§ **EXCERPTED PASSAGE**:

-- Opening Marker --

I know I know, no teacher should have to go chasing a senior in college down for his final paper, but in this case, there were extenuating circumstances.
Another student in the class -- one who got a C plus -- spent part of her final paper (also late) writing very eloquently about why she has had such an abysmal 2010.
It started on New Year's Eve, with a horrifying tale that now explains to me why she was absent a miserable 13 or 14 times. Again, there would be good justification for failing that student on absences alone, but this person really tried, and really suffered all semester.
I'm not sure what we can do as a society to address these deep emotional chasms amongst our young people, but I think at the University level, we had better begin to address this issue.
Interestingly enough, at the same time our desperation levels are growing, so too are our insights into how we might become happier. One area in particular that is a gold mine: the field of mindfulness.
Just try doing a google search and see what comes up. (JUST READ SOME OF THE POSTS ON THE HUFF PO "Living" site!) It's everywhere, this idea of mindfulness!

-- Closing Marker --

§ **ASSIGNED TASK 1**:
Decide whether each statement below agrees with the passage on struggling students. Answer yes or no, and quote the deciding words of the passage.
(a) The student who wrote about her difficult 2010 received a C plus.
(b) That student turned in her final paper on time.
(c) The writer identifies mindfulness as an especially promising field.
§ **ASSIGNED TASK 2**:
Using the passage on struggling students, answer each question briefly.
(a) On what occasion did the student's bad year begin?
(b) How many times was that student absent?
(c) On which site does the writer suggest reading posts?
§ **ASSIGNED TASK 3**: Reproduce a section of the passage on struggling students word for word, beginning at the words "I'm not sure" and stopping after the words "idea of mindfulness!".

§ **INPUT DATA**:
-- Opening Marker --

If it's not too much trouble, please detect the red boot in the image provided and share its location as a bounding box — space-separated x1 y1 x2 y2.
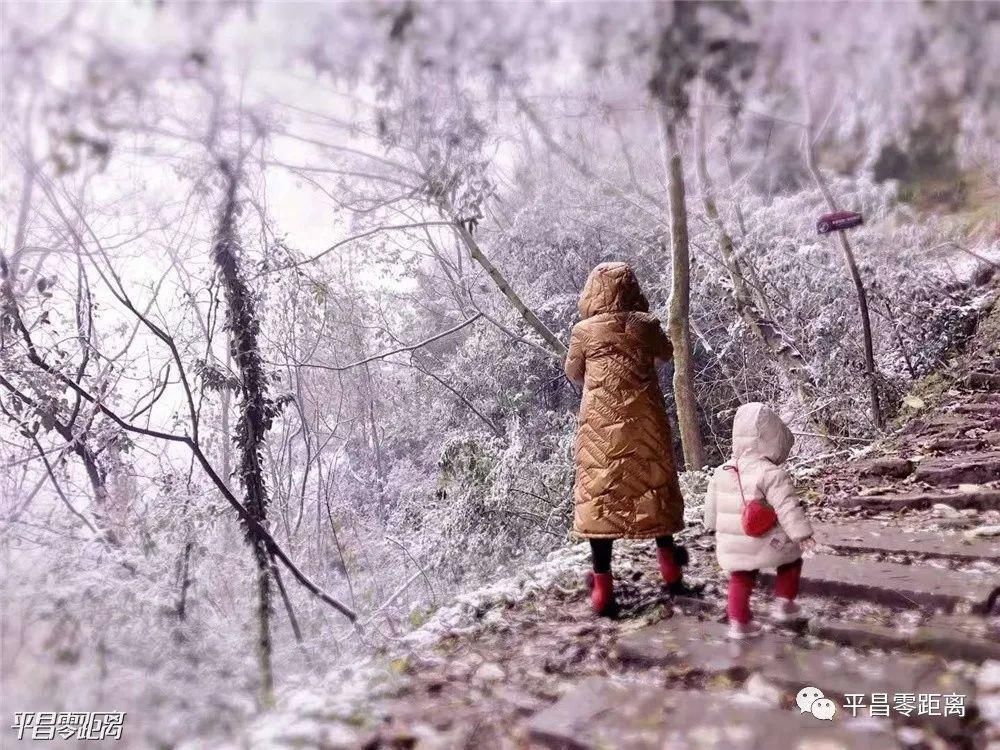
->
656 547 681 586
656 545 705 596
587 573 616 616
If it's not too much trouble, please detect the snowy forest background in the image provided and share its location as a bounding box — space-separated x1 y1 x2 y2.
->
0 0 1000 748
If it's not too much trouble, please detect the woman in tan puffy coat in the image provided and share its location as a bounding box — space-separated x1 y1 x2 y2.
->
704 403 813 638
566 263 686 614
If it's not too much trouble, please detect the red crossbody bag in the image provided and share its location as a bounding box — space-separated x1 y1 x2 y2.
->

-- Closing Marker --

§ **REPLY 1**:
(a) Yes: "one who got a C plus"
(b) No: "(also late)"
(c) Yes: "One area in particular that is a gold mine: the field of mindfulness."

§ **REPLY 2**:
(a) New Year's Eve
(b) 13 or 14 times
(c) The Huff Po "Living" site

§ **REPLY 3**:
I'm not sure what we can do as a society to address these deep emotional chasms amongst our young people, but I think at the University level, we had better begin to address this issue.
Interestingly enough, at the same time our desperation levels are growing, so too are our insights into how we might become happier. One area in particular that is a gold mine: the field of mindfulness.
Just try doing a google search and see what comes up. (JUST READ SOME OF THE POSTS ON THE HUFF PO "Living" site!) It's everywhere, this idea of mindfulness!